[EXERCISE AIM]
Reproduce the material below in full, swapping every occurrence of "basil sprig" for "mint leaf" and leaving all other text as it is.

:: EXERCISE INPUT

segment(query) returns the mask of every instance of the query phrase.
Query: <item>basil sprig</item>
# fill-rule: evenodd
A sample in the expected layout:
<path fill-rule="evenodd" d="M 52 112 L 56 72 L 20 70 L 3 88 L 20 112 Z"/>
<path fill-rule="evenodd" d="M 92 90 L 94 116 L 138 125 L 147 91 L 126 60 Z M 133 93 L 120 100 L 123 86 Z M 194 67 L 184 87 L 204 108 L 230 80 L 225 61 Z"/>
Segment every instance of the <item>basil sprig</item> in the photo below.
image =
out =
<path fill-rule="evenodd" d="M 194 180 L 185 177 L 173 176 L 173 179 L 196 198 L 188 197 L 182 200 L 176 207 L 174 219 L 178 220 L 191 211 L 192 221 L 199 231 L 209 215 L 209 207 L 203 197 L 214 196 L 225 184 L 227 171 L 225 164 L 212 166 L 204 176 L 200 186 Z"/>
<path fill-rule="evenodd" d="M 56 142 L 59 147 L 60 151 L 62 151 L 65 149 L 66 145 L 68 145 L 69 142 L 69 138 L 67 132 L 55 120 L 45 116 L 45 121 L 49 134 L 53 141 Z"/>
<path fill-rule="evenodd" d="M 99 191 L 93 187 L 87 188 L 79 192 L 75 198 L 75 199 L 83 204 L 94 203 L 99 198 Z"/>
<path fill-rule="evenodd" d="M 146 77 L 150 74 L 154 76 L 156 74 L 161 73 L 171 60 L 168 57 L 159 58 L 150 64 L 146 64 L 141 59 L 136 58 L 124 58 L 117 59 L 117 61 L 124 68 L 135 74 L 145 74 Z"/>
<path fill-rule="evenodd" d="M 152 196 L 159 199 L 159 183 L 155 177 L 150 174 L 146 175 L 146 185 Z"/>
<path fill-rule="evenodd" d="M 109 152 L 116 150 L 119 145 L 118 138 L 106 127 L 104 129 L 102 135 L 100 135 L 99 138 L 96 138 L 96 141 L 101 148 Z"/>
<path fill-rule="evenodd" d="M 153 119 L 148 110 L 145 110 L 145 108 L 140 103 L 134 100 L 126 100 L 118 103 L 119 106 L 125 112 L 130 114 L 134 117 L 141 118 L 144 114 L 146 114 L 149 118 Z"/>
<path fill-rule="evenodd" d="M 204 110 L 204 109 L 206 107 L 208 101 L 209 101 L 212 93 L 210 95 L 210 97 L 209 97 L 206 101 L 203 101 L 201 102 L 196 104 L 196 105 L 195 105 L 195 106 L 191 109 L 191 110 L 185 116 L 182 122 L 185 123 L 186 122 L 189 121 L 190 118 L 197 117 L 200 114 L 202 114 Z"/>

::::

[SOLUTION TO THIS PROBLEM]
segment(query) returns the mask of every instance of the query phrase.
Query: <item>mint leaf</item>
# fill-rule: evenodd
A sample in the expected layout:
<path fill-rule="evenodd" d="M 52 112 L 56 72 L 20 70 L 3 88 L 20 112 Z"/>
<path fill-rule="evenodd" d="M 92 90 L 94 116 L 138 125 L 147 91 L 126 60 Z M 133 93 L 120 100 L 123 86 Z M 194 67 L 184 87 L 204 108 L 230 80 L 225 61 Z"/>
Segment every instance of the <item>mint leaf</item> in the photo below.
image =
out =
<path fill-rule="evenodd" d="M 194 180 L 185 177 L 173 176 L 173 179 L 196 198 L 188 197 L 182 200 L 176 207 L 174 219 L 178 220 L 191 211 L 192 221 L 199 231 L 209 215 L 209 207 L 203 197 L 214 196 L 225 184 L 227 171 L 225 164 L 212 166 L 204 176 L 200 186 Z"/>
<path fill-rule="evenodd" d="M 56 142 L 59 147 L 60 151 L 62 151 L 65 149 L 66 145 L 68 145 L 69 142 L 69 138 L 67 132 L 55 120 L 45 116 L 45 121 L 49 134 L 53 141 Z"/>
<path fill-rule="evenodd" d="M 99 191 L 93 187 L 87 188 L 79 192 L 75 198 L 75 199 L 83 204 L 94 203 L 99 198 Z"/>
<path fill-rule="evenodd" d="M 146 77 L 150 74 L 154 76 L 156 74 L 161 73 L 171 60 L 168 57 L 159 58 L 150 64 L 146 64 L 141 59 L 136 58 L 124 58 L 117 59 L 117 61 L 124 68 L 135 74 L 145 74 Z"/>
<path fill-rule="evenodd" d="M 152 196 L 159 199 L 159 183 L 155 177 L 150 174 L 146 175 L 146 185 Z"/>
<path fill-rule="evenodd" d="M 109 152 L 116 150 L 119 145 L 118 138 L 106 127 L 104 129 L 102 135 L 100 135 L 99 138 L 96 138 L 96 141 L 101 148 Z"/>
<path fill-rule="evenodd" d="M 153 119 L 148 110 L 145 110 L 145 108 L 140 103 L 134 100 L 126 100 L 118 103 L 119 106 L 125 112 L 130 114 L 134 117 L 141 118 L 144 114 L 146 114 L 149 118 Z"/>
<path fill-rule="evenodd" d="M 204 110 L 204 109 L 206 107 L 208 101 L 209 101 L 212 93 L 210 95 L 210 97 L 209 97 L 206 101 L 203 101 L 201 102 L 196 104 L 196 105 L 195 105 L 195 106 L 191 109 L 191 110 L 185 116 L 182 122 L 185 123 L 186 122 L 189 121 L 190 118 L 197 117 L 200 114 L 202 114 Z"/>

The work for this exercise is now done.